◆ Source excerpt
Reputation: 3102
I have a XML file and its XSD schema. I am able to validate the XML file and implement a custom org.xml.sax.ErrorHandler like the following:
class MyErrorHandler implements ErrorHandler{
...
@Override
public void warning(SAXParseException exception) throws SAXException {
System.out.println("Line: " + exception.getLineNumber() + ") " + exception.getMessage() + exception);
warnings++;
}
...
}
Is it possible to actually manipulate the element causing the exception, for example by removing it from the XML file?
Two notes:
Also just a suggestion on which direction to follow in order to solve the problem is appreciated. Thanks!
Upvotes: 0
Views: 2255
Reputation: 111706
Automatic repair of an XML document is not possible in the general case.
In only very limited contexts would the repair necessary to make an XML document valid be automatically discernable from any given validation error. There is not a one-to-one mapping between validation errors and ways of remedying them.
Consider element r
with a
through e
children:
<xsd:schema xmlns:xsd="http://www.w3.org/2001/XMLSchema">
<xsd:element name="r">
<xsd:complexType>
<xsd:sequence>
<xsd:element name="a"/>
<xsd:element name="b"/>
<xsd:element name="c"/>
<xsd:element name="d"/>
<xsd:element name="e"/>
</xsd:sequence>
</xsd:complexType>
</xsd:element>
</xsd:schema>
An XML document such as this one,
<r>
<a/>
<x/>
<b/>
<c/>
<d/>
<e/>
</r>
would yield a validation message such as the following by Xerces-J:
[Error] try.xml:5:7: cvc-complex-type.2.4.a: Invalid content was found starting with element 'x'. One of '{b}' is expected.
You might here automatically remove x
, and all would be fine. (Or, you might insert a b
, which would not be fine.)
However, for the same XSD, consider that this XML document,
<r>
<a/>
<c/>
<d/>
<e/>
</r>
would yield a validation message such as the following by Xerces-J:
[Error] try.xml:5:7: cvc-complex-type.2.4.a: Invalid content was found starting with element 'c'. One of '{b}' is expected.

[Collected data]
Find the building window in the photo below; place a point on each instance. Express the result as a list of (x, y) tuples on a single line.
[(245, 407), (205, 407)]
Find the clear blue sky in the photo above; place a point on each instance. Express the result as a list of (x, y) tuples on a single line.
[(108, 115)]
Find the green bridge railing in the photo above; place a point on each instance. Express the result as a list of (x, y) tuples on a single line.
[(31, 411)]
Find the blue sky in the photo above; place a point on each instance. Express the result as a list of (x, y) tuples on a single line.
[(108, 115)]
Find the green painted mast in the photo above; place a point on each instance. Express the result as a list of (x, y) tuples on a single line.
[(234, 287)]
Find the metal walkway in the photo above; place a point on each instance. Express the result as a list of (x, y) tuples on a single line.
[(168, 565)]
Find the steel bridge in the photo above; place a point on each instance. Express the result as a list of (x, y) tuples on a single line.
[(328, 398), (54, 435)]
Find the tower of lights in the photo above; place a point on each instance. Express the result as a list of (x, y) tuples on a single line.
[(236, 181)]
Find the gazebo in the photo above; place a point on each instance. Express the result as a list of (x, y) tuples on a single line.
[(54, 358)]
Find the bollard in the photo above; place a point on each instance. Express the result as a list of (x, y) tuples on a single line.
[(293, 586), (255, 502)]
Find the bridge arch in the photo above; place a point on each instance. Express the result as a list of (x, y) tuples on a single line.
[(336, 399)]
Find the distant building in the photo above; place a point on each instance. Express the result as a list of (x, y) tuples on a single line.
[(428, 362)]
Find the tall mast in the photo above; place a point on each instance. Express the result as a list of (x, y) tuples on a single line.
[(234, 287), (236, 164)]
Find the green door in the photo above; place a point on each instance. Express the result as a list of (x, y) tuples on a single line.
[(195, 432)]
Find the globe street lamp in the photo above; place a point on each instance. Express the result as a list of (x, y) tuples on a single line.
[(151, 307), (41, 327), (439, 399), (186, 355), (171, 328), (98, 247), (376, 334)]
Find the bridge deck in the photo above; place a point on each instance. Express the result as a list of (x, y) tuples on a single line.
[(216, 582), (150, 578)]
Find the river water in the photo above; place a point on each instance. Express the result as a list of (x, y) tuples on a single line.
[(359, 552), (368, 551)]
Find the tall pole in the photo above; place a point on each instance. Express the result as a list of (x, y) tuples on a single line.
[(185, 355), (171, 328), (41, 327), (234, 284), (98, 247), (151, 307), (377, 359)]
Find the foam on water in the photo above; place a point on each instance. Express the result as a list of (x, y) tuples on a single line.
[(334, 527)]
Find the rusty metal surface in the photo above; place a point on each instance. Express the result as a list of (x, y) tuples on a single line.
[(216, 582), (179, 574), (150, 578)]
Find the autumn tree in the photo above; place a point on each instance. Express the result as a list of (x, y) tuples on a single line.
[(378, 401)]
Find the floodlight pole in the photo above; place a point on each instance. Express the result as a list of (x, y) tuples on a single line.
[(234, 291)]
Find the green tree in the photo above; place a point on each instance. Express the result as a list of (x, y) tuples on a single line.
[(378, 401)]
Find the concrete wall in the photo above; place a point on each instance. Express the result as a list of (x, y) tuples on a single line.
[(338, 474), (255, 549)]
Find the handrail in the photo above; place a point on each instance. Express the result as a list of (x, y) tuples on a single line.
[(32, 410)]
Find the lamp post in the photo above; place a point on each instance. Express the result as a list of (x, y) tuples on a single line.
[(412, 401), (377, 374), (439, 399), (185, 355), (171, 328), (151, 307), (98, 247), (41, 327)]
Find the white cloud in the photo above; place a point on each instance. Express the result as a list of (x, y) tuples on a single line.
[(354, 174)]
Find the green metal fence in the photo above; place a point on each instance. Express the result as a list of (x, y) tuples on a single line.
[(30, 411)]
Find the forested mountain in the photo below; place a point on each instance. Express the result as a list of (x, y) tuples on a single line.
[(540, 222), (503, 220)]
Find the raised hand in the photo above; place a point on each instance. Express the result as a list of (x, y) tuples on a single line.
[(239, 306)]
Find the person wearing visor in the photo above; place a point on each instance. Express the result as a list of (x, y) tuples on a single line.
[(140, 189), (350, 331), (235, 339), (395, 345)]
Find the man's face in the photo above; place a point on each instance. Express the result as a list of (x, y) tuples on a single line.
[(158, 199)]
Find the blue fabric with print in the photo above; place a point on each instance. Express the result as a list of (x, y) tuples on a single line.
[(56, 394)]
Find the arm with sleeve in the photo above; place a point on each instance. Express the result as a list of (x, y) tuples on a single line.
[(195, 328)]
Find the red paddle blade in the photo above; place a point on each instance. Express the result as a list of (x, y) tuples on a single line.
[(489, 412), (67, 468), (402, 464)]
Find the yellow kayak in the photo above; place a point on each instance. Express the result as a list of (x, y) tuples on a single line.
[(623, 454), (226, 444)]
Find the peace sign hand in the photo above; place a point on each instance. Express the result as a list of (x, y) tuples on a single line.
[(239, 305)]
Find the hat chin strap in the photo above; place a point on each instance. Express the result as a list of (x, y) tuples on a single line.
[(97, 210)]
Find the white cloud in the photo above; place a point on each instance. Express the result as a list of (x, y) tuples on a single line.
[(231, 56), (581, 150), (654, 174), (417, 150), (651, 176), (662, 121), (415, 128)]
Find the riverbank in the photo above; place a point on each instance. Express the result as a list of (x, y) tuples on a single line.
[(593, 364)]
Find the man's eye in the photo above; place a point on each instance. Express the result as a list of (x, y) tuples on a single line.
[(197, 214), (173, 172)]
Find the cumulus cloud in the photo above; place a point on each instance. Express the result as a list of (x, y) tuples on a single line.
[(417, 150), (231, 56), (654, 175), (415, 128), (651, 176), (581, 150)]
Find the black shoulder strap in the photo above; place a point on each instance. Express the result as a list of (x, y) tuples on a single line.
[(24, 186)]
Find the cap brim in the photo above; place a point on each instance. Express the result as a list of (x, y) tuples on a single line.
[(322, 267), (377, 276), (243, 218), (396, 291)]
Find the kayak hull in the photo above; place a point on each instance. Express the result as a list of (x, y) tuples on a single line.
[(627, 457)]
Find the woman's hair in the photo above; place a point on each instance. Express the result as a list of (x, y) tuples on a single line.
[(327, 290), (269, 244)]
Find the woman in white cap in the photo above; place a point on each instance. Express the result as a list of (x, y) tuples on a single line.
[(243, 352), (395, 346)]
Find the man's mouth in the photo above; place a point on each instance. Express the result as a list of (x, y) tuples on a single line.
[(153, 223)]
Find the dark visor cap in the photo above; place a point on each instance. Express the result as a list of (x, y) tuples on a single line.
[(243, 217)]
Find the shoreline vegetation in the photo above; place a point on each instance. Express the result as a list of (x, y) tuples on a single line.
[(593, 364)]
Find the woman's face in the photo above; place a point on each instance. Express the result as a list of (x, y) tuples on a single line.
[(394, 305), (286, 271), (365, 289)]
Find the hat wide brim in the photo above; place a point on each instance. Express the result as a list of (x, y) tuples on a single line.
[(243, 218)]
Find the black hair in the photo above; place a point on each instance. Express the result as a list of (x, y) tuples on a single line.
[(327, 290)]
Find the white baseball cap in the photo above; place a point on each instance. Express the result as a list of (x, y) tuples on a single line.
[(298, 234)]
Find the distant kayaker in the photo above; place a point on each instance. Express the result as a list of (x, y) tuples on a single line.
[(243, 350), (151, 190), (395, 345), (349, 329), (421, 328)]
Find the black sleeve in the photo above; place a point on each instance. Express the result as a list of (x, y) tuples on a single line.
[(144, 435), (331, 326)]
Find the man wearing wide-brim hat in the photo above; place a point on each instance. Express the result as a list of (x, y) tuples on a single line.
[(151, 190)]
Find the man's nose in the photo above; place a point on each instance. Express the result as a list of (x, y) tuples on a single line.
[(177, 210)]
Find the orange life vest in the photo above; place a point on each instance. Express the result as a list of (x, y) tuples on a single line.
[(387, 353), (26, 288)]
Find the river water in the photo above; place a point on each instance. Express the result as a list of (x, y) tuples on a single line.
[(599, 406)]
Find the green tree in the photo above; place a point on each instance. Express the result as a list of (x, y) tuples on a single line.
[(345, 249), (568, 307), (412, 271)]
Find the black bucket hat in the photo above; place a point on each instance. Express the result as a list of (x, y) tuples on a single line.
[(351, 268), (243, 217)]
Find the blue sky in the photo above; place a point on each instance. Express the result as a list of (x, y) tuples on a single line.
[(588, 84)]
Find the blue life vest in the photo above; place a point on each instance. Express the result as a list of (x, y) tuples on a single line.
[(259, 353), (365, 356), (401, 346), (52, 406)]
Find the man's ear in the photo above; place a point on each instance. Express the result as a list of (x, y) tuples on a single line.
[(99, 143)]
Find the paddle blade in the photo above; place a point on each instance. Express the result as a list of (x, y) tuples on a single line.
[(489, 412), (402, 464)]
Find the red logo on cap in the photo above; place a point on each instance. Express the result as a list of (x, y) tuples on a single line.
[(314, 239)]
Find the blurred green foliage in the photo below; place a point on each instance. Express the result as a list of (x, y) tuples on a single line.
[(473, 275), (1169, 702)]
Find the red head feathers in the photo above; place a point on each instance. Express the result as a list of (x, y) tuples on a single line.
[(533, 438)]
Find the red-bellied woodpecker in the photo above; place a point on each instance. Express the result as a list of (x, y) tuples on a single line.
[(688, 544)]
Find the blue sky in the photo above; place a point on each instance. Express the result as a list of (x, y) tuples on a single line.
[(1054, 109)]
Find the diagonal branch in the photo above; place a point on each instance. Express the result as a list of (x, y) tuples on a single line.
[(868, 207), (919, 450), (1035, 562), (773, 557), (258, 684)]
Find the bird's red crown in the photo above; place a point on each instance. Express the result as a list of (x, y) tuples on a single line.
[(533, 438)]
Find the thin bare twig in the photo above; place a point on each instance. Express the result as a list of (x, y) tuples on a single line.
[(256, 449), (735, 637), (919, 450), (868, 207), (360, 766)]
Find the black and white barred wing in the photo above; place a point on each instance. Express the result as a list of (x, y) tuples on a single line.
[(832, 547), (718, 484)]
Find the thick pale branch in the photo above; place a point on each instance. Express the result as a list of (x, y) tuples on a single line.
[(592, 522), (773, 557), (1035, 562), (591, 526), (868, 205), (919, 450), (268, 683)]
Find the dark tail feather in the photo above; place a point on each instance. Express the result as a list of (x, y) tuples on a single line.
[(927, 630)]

◆ Actions to take
- A) Translate this sentence from the XML validation thread into Spanish: "Automatic repair of an XML document is not possible in the general case."
- B) Extend the XML validation thread, starting after its final line.

◆ The answers
- A) La reparación automática de un documento XML no es posible en el caso general.

- B)
If you automatically removed c
, your document would still be invalid, and you'd receive a similar message about d
being unexpected. This would continue until your document looked like this,
<r>
<a/>
</r>
at which point your error message will have returned to the original,
[Error] try.xml:5:5: cvc-complex-type.2.4.b: The content of element 'r' is not complete. One of '{b}' is expected.
As you can see, there's simply not enough information available in a given validation error to know how to repair the XML document in general.
You could do better by consulting the XSD, but this is extremely complex and still not guaranteed to uniquely determine the exact mistake made by the authoring person or system. Automatic repair of an XML document, even given an XSD, is not possible in the general case.
Upvotes: 4
Reputation: 163539
Everything kjhughes says is correct.
However, if there are particular patterns of validation errors in your input, then it's possible to create rules that fix those.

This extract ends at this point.